Entries supplied Block Start

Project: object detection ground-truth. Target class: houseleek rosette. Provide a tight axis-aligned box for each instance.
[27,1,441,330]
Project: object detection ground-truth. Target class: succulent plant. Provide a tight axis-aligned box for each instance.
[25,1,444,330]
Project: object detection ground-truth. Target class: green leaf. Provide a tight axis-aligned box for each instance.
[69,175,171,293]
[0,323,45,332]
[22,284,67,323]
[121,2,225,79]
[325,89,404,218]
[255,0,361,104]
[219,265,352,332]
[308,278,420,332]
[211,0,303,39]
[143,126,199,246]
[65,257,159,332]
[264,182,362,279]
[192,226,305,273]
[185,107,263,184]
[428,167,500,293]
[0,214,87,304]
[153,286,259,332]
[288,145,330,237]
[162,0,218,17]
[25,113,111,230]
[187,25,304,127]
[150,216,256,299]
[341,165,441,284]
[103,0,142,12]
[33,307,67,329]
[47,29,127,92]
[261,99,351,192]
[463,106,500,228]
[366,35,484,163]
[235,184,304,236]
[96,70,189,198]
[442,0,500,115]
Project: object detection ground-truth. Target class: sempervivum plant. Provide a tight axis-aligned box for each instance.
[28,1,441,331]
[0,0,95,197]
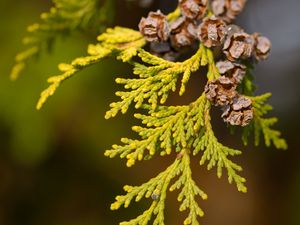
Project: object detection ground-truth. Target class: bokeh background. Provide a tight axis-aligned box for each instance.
[0,0,299,224]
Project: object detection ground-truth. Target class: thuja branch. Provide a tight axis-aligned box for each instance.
[36,27,146,110]
[26,0,288,224]
[11,0,115,80]
[111,158,181,225]
[112,150,207,225]
[242,93,288,149]
[194,106,247,193]
[105,94,208,166]
[106,92,247,193]
[170,151,207,225]
[105,44,207,119]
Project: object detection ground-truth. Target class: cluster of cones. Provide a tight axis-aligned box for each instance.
[138,0,271,127]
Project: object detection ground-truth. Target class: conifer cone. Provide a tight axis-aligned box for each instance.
[179,0,208,20]
[221,95,253,126]
[198,16,226,47]
[216,60,246,84]
[223,32,254,61]
[205,76,237,106]
[138,10,170,42]
[170,17,198,48]
[211,0,247,23]
[253,33,271,61]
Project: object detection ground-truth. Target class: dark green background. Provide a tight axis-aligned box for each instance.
[0,0,299,224]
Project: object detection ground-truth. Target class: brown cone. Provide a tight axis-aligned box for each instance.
[216,60,246,84]
[253,33,271,61]
[198,16,226,47]
[211,0,247,23]
[179,0,208,20]
[170,17,198,48]
[138,10,170,42]
[221,95,253,126]
[223,32,254,61]
[205,76,237,106]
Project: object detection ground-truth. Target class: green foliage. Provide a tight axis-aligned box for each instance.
[111,150,207,225]
[105,94,208,166]
[105,92,247,192]
[194,108,247,192]
[16,3,287,225]
[11,0,115,80]
[106,44,208,119]
[33,24,286,223]
[36,27,145,110]
[242,93,288,149]
[240,62,256,96]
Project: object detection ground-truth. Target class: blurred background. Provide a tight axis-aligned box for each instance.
[0,0,299,224]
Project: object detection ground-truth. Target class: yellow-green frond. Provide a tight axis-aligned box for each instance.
[105,45,208,119]
[37,27,146,110]
[242,93,288,150]
[11,0,115,80]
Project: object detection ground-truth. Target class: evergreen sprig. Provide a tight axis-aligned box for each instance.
[105,94,208,166]
[111,150,207,225]
[36,27,146,110]
[11,0,115,80]
[242,93,288,150]
[105,44,221,119]
[105,45,208,119]
[194,108,247,193]
[14,1,288,224]
[170,151,207,225]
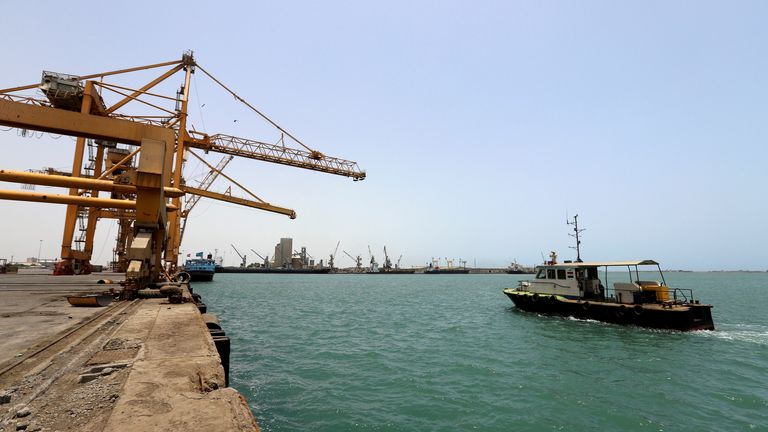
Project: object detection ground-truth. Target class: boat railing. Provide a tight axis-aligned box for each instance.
[669,288,695,303]
[517,280,572,290]
[601,286,696,304]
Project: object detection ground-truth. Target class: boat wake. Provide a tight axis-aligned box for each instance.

Entries supplied Block End

> _The problem_
From the first line to the last, set down the records above exactly and skip the pictures.

> _Solution for this problem_
Project: object detection ground-truth. Target class: houseleek rosette. Provide a tight axis-aligned box for each instance.
[27,1,441,330]
Project: object detection ground-truth. Target class: succulent plant. Provide a tight axis-aligned box for each instance.
[25,1,444,330]
Project: object detection ground-truth. Target class: green leaf. Provide a tight axis-aligned box for each instance.
[69,175,171,293]
[0,323,45,332]
[22,284,67,323]
[121,2,225,79]
[325,89,404,218]
[255,0,361,104]
[219,265,352,332]
[308,278,420,332]
[211,0,303,39]
[143,126,199,246]
[65,257,159,332]
[264,182,362,279]
[192,226,305,273]
[185,107,263,184]
[428,167,500,293]
[0,214,87,304]
[153,286,259,332]
[288,145,330,237]
[162,0,218,17]
[25,113,111,230]
[187,25,304,127]
[150,216,256,299]
[341,165,441,284]
[103,0,142,12]
[33,307,67,329]
[47,29,127,92]
[261,99,351,192]
[463,106,500,228]
[366,35,484,163]
[235,184,304,236]
[96,70,189,198]
[442,0,500,115]
Project: object detection ground-truth. Target class: sempervivum plant. Provide a tight axis-aligned box for each instance.
[28,1,441,331]
[0,0,95,197]
Project: object detection ground-truth. Target class: bokeh background. Provide a tight axis-aligned box for each instance.
[0,0,299,224]
Project: object detection ground-truth. Target class: thuja branch. Provide a tight axis-aligned box for each instance.
[36,27,146,110]
[26,0,288,224]
[11,0,115,80]
[111,158,181,225]
[112,150,207,225]
[242,93,288,149]
[194,106,247,193]
[105,94,208,166]
[106,92,247,193]
[170,151,207,225]
[105,44,207,119]
Project: object detection ground-truth. Target class: cluster of cones. Provide a tight axis-aligned box for each instance.
[138,0,271,127]
Project: object detection ground-truth. Target class: conifer cone. Provide a tight axis-aligned box for each instance.
[179,0,208,20]
[221,95,253,126]
[198,16,226,47]
[216,60,246,84]
[223,32,254,61]
[205,76,237,106]
[138,10,170,42]
[170,17,198,48]
[211,0,247,23]
[253,33,271,61]
Project: object detection ground-truth. Target class: dark green background. Provide a tight axis-aligned box for each instance.
[0,0,299,224]
Project: object detection ground-truth. Target class: brown cone. Provide a tight axis-aligned box for each instance.
[216,60,246,84]
[253,33,271,61]
[198,16,226,47]
[211,0,247,23]
[179,0,208,20]
[170,17,198,48]
[138,10,170,42]
[221,95,253,126]
[223,32,254,61]
[205,76,237,106]
Project: object detection ground-truth. Target class: green foliage. Provide a tight axis-aligned box for each instance.
[111,150,207,225]
[105,94,208,166]
[105,92,247,192]
[194,108,247,192]
[16,3,287,225]
[11,0,115,80]
[106,44,208,119]
[33,24,286,223]
[36,27,145,110]
[242,93,288,149]
[240,62,256,96]
Project: object detection ground-truth. Target class: blurred background. Provide a tight axis-aligned box for each instance.
[0,0,299,224]
Project: object detection ground-truth. Target class: yellow-green frond. Provide a tight axis-aligned box for each instance.
[105,45,208,119]
[37,27,146,110]
[242,93,288,150]
[11,0,115,80]
Project: object detection ground-truth. Target class: evergreen sprig. Provide a tight axis-aligned box for each instance.
[105,94,208,166]
[111,150,207,225]
[36,27,146,110]
[11,0,115,80]
[242,93,288,150]
[105,44,221,119]
[105,45,208,119]
[194,108,247,193]
[14,1,288,224]
[170,151,207,225]
Project: object detection ground-truth. Target class: boat railing. Provide a tight axis-aligned box for each instance.
[669,288,695,303]
[517,280,572,290]
[601,286,696,304]
Project: object detection ground-truth. Target class: boat wake. Provide a tight axis-aligned box for each instance.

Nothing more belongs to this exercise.